Document text: Begin

I had just started this job and I was happy to meet another new waitress, Katie, who was about my age (20), had curly red hair and loved to laugh – a really fun person. We found we had a lot in common: our favorite movie was The Wizard of Oz, we both loved crazy tropical drinks — what more is there at the age of 20? — and so we became instant friends, working mainly the lunch shift but occasionally afternoon or evening parties.
There were so many new people to meet; I was really surprised that a private dining club in a hospital could be so huge: at least 6 main cooks, 5 other fulltime waitresses, 2 hosts, a few bartenders (yeah, customers — sometimes even doctors, but never heart surgeons thanks God –were drinking during the day!), dishwashers, cleaners, managers, dieticians — all working in this restaurant, keeping hundreds of doctors well fed quickly and efficiently.
Katie and I had only been working there for about 2 weeks when we were goofing around in the waitress’s locker room, changing into street clothes. Specifically, we had a talcum powder fight, which resulted in a large cloud of talcum powder on the floor. Inspired by our favorite movie, I wrote “Surrender Dorothy!” with my finger in the powder and we laughed at our cleverness and went out for drinks at the South Pacific Restaurant, a Chinese/Tiki bar in the Loop.
While we were blythely consuming drinks with names like “Washed Ashore” and “Consuming Desire” however, our new colleague Dorothy was reading our talcum powder message, “Surrender Dorothy!”. She thought it was for her, the real Dorothy. She was scared like hell and the next day she brought a gun to work, thinking she was being stalked.
Although I hardly knew her at the time and swear I did not even remember her name, Dorothy was not a person to keep her thoughts - any of her thoughts — to herself. I learned this quickly at least. When she told me she had brought a gun to work, I asked her why. When she told me about the threatening message in the locker room, I gasped.

Document text: End
Listed entries: Begin

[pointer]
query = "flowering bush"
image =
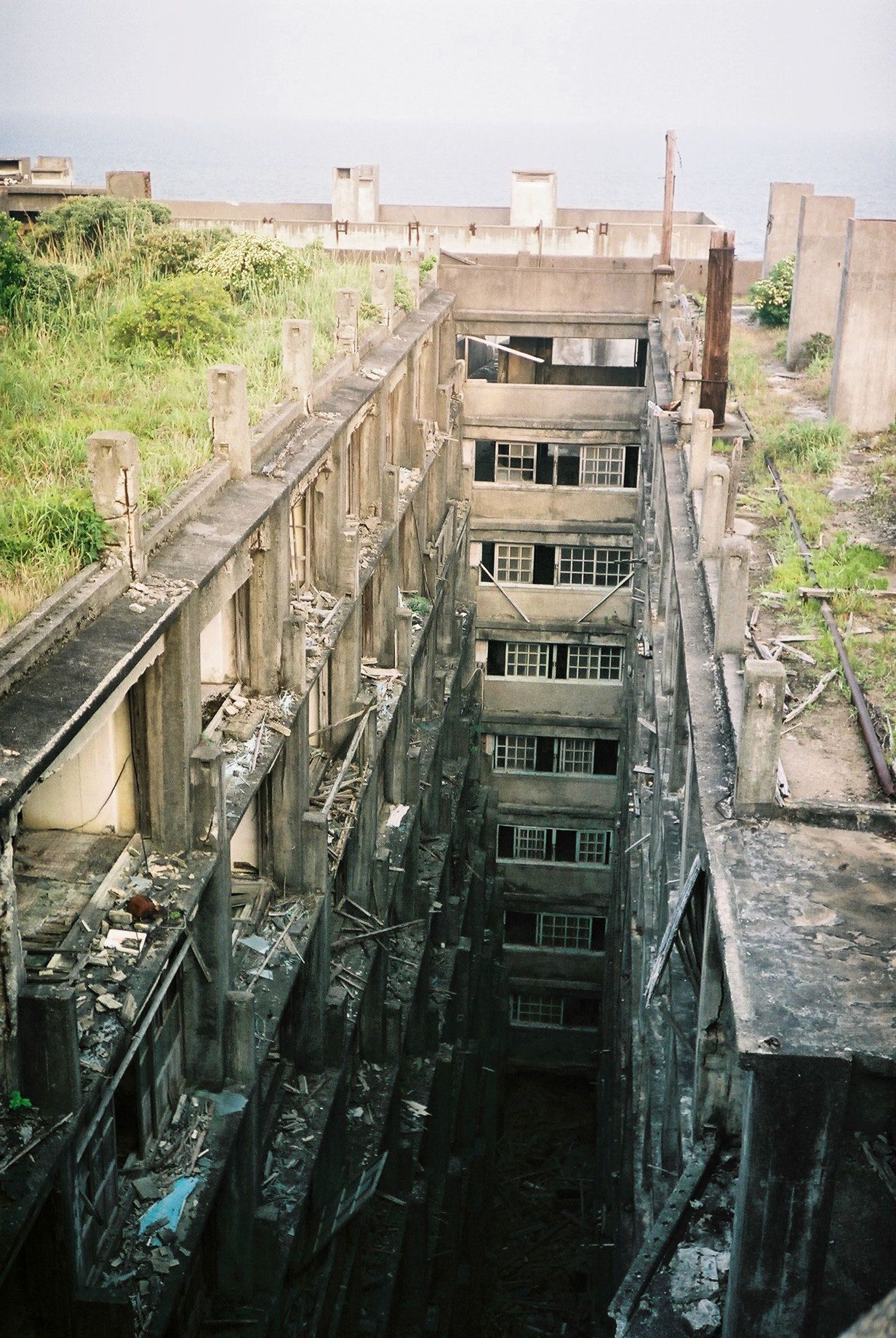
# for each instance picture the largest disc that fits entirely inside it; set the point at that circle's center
(245, 263)
(771, 296)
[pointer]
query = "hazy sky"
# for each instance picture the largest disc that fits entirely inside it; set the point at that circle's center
(748, 63)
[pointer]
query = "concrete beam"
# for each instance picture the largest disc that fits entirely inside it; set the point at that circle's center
(792, 1132)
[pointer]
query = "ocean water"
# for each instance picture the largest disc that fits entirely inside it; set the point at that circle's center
(724, 173)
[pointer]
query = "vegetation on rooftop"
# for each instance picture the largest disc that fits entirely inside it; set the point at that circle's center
(108, 318)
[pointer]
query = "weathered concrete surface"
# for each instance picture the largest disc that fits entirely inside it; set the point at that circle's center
(863, 383)
(784, 220)
(821, 244)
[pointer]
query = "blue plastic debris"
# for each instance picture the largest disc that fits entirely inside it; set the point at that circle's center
(167, 1211)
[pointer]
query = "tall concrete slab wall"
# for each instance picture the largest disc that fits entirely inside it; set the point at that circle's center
(784, 220)
(821, 241)
(863, 385)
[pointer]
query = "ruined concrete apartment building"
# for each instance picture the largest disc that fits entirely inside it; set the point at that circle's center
(424, 719)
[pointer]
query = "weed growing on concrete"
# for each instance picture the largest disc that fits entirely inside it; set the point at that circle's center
(65, 374)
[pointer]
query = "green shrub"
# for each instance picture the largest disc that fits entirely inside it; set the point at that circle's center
(809, 446)
(771, 296)
(14, 267)
(49, 285)
(183, 313)
(173, 251)
(33, 524)
(91, 223)
(247, 264)
(403, 295)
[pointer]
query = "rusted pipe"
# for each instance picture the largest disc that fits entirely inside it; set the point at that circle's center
(865, 724)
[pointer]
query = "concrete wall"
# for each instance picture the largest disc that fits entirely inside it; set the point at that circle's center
(784, 220)
(863, 383)
(821, 242)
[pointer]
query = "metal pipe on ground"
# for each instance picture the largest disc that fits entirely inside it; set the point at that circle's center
(865, 724)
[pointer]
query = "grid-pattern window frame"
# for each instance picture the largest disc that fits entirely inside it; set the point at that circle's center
(515, 462)
(575, 756)
(591, 568)
(602, 466)
(537, 1009)
(514, 753)
(514, 562)
(569, 933)
(530, 844)
(602, 662)
(593, 847)
(527, 660)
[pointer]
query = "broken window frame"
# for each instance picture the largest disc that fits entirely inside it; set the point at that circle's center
(596, 838)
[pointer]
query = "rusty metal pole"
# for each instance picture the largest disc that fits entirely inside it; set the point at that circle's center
(669, 199)
(720, 287)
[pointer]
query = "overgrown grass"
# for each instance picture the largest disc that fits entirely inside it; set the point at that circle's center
(62, 377)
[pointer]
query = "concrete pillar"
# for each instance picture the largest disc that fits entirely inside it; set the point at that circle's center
(757, 744)
(293, 665)
(383, 288)
(289, 801)
(863, 383)
(240, 1037)
(390, 494)
(348, 304)
(701, 449)
(692, 383)
(792, 1132)
(409, 261)
(234, 1253)
(733, 590)
(114, 465)
(821, 244)
(173, 728)
(297, 360)
(784, 220)
(269, 598)
(207, 973)
(712, 521)
(49, 1049)
(229, 409)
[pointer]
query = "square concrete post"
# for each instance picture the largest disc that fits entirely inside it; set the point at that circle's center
(701, 449)
(793, 1126)
(712, 521)
(229, 409)
(733, 592)
(821, 245)
(409, 261)
(293, 664)
(784, 220)
(863, 382)
(760, 736)
(297, 360)
(348, 304)
(114, 465)
(383, 288)
(173, 728)
(209, 969)
(269, 598)
(692, 383)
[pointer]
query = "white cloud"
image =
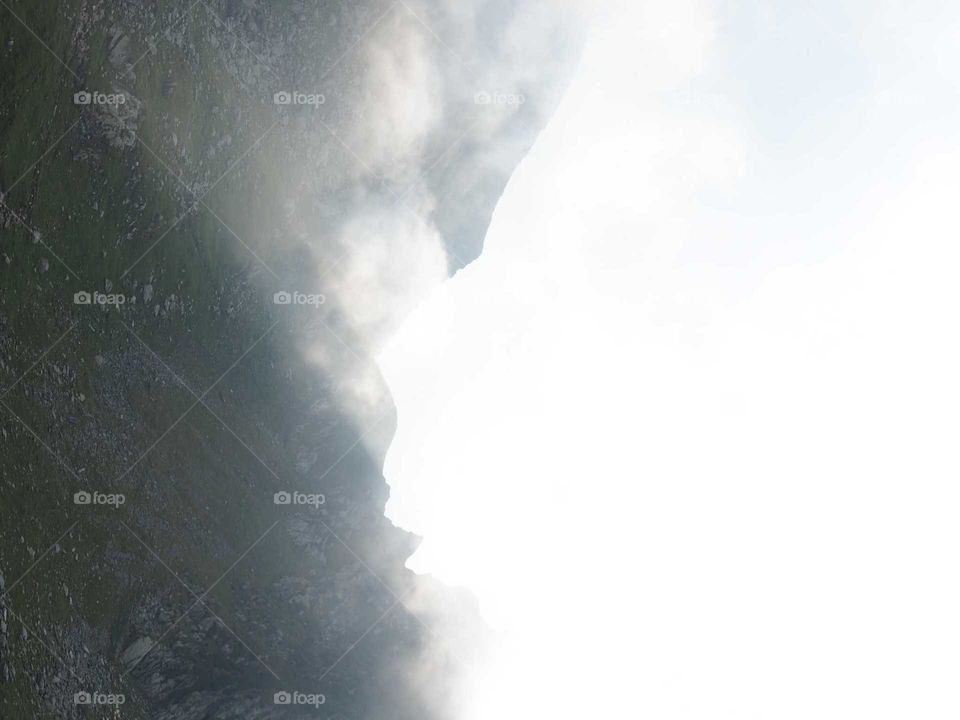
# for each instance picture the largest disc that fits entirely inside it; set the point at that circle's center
(690, 469)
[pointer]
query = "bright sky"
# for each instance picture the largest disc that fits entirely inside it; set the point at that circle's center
(688, 427)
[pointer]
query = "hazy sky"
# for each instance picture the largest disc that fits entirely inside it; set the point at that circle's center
(688, 427)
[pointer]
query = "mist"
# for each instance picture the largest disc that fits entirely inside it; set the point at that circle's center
(685, 426)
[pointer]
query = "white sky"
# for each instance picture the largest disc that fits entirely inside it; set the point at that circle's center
(688, 428)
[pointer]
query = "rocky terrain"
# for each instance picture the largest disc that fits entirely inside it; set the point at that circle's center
(212, 212)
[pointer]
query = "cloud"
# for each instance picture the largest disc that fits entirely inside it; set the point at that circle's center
(686, 426)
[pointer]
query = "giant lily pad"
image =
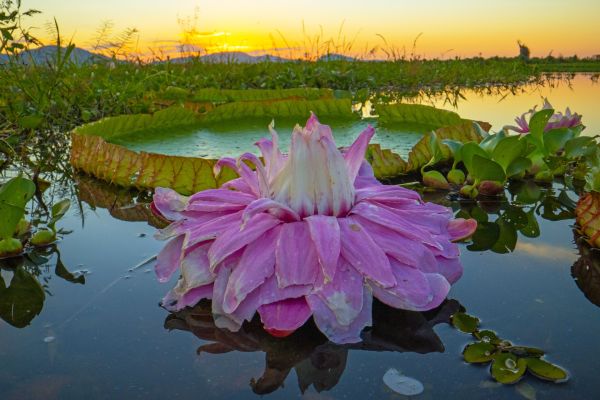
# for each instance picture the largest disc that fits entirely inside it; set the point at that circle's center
(177, 147)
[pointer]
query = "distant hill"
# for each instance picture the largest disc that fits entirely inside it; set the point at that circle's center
(44, 54)
(229, 57)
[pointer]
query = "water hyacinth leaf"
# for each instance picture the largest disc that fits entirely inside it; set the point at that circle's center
(14, 195)
(485, 169)
(401, 384)
(469, 150)
(507, 368)
(525, 351)
(59, 209)
(518, 167)
(507, 240)
(22, 300)
(485, 237)
(464, 322)
(580, 147)
(490, 143)
(507, 151)
(532, 229)
(417, 113)
(545, 370)
(479, 352)
(555, 139)
(487, 336)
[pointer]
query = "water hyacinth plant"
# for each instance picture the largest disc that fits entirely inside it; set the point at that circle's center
(556, 121)
(311, 233)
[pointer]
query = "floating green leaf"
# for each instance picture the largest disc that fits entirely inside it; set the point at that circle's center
(545, 370)
(507, 151)
(507, 368)
(14, 195)
(479, 352)
(22, 300)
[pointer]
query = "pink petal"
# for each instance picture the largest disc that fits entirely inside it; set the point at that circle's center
(270, 292)
(356, 152)
(415, 291)
(255, 266)
(222, 196)
(296, 258)
(329, 325)
(244, 171)
(285, 315)
(235, 238)
(405, 250)
(169, 259)
(461, 228)
(203, 231)
(277, 209)
(344, 295)
(387, 218)
(359, 249)
(222, 319)
(325, 234)
(195, 267)
(175, 301)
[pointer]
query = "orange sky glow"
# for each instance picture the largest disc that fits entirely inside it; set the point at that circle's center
(445, 29)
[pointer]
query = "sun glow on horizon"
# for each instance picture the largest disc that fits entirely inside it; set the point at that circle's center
(463, 28)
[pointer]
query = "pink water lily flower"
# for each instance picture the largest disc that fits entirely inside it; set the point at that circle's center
(558, 120)
(308, 234)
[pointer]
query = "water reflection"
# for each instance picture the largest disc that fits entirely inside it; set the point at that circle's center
(586, 270)
(25, 281)
(316, 361)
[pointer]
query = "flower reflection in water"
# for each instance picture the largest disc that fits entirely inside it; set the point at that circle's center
(316, 361)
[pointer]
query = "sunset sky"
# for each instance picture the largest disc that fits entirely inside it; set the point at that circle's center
(449, 28)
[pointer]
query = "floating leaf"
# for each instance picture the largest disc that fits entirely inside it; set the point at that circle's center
(487, 336)
(507, 151)
(507, 368)
(402, 384)
(464, 322)
(479, 352)
(14, 195)
(417, 113)
(485, 237)
(545, 370)
(485, 169)
(22, 300)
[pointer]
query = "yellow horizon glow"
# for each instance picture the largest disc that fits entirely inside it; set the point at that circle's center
(447, 29)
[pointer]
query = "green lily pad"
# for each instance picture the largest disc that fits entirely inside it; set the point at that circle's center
(487, 336)
(545, 370)
(22, 300)
(464, 322)
(508, 150)
(507, 368)
(14, 195)
(479, 352)
(485, 169)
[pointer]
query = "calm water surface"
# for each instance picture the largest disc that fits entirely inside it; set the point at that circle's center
(108, 338)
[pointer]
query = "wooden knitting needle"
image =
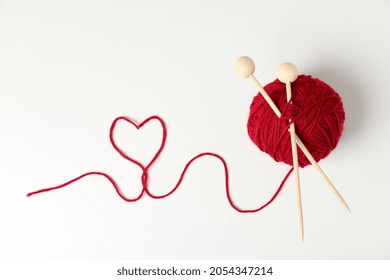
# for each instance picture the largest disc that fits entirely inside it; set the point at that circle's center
(245, 68)
(288, 73)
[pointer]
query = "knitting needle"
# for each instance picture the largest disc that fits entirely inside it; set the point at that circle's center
(288, 73)
(245, 67)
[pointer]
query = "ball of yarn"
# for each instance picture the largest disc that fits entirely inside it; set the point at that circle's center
(316, 109)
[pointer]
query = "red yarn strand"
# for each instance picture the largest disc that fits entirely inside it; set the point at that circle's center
(145, 169)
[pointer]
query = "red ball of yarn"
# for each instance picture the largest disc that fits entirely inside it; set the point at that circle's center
(316, 109)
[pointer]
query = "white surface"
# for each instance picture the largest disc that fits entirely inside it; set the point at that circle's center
(68, 68)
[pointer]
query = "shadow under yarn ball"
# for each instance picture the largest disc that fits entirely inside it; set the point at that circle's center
(316, 109)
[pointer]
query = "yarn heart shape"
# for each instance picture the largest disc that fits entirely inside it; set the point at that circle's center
(138, 127)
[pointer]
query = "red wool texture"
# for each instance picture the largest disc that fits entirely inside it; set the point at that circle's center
(316, 110)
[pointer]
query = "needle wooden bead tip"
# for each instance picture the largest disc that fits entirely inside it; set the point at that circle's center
(287, 72)
(245, 66)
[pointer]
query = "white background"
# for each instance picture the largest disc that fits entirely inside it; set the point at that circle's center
(68, 68)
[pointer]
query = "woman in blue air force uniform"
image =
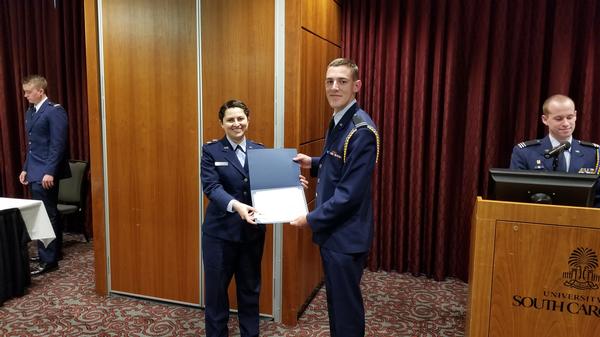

Listed entries: End

List of tasks ::
[1] In the locker-room story, what was the name of the Chinese/Tiki bar in the Loop where the two new waitresses went for drinks?
[2] Please repeat the locker-room story word for word, starting with "Katie and I" and going on through "was being stalked.".

Answers in order ::
[1] The South Pacific Restaurant.

[2]
Katie and I had only been working there for about 2 weeks when we were goofing around in the waitress’s locker room, changing into street clothes. Specifically, we had a talcum powder fight, which resulted in a large cloud of talcum powder on the floor. Inspired by our favorite movie, I wrote “Surrender Dorothy!” with my finger in the powder and we laughed at our cleverness and went out for drinks at the South Pacific Restaurant, a Chinese/Tiki bar in the Loop.
While we were blythely consuming drinks with names like “Washed Ashore” and “Consuming Desire” however, our new colleague Dorothy was reading our talcum powder message, “Surrender Dorothy!”. She thought it was for her, the real Dorothy. She was scared like hell and the next day she brought a gun to work, thinking she was being stalked.